== Source material

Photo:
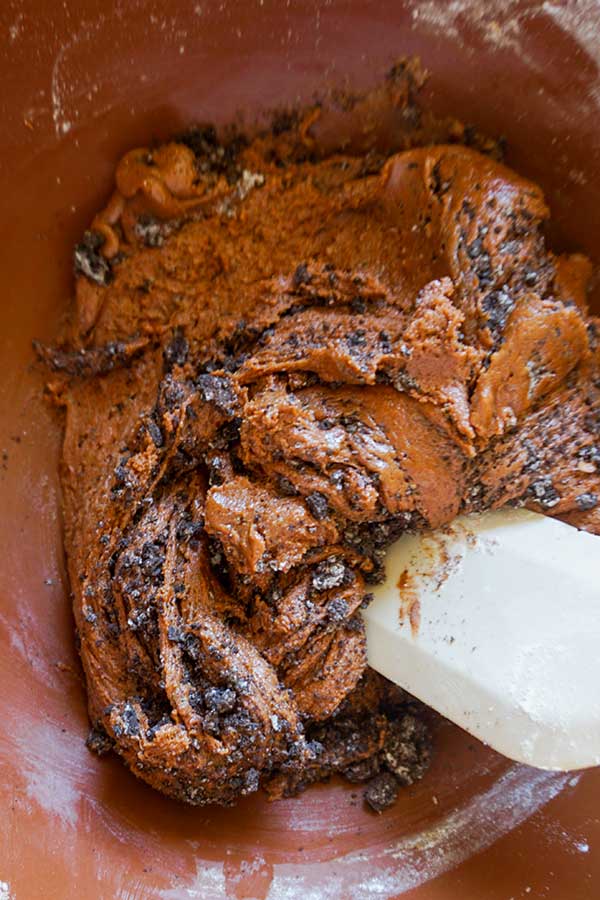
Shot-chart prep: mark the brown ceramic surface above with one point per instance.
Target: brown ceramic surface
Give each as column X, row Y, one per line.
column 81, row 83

====
== Source material

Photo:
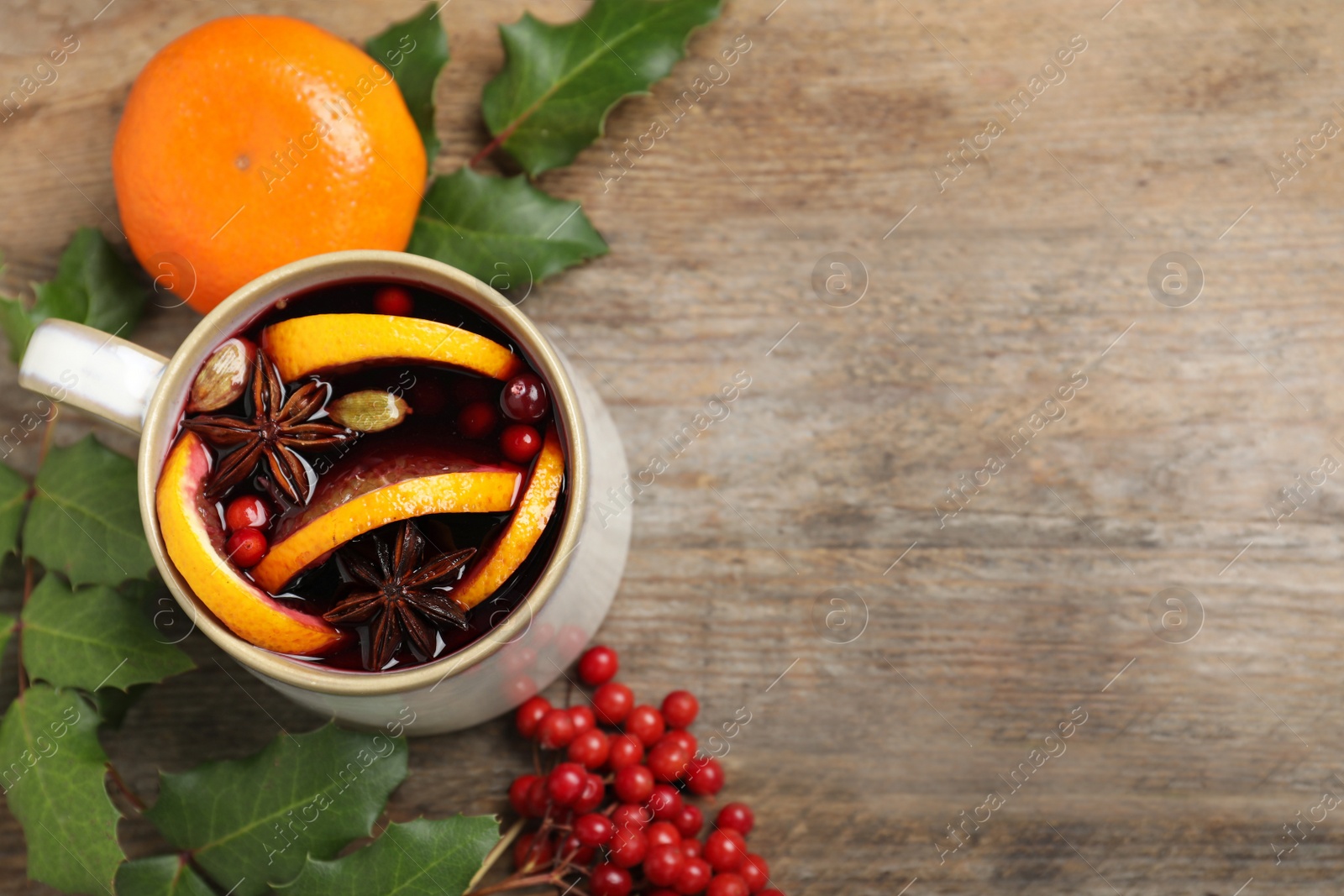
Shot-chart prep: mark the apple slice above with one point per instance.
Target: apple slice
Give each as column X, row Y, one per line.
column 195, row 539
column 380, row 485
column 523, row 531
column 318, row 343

====

Exercise prompt =
Pull out each line in the records that contains the string "Target".

Reply =
Target: brown ceramic surface
Target: apple slice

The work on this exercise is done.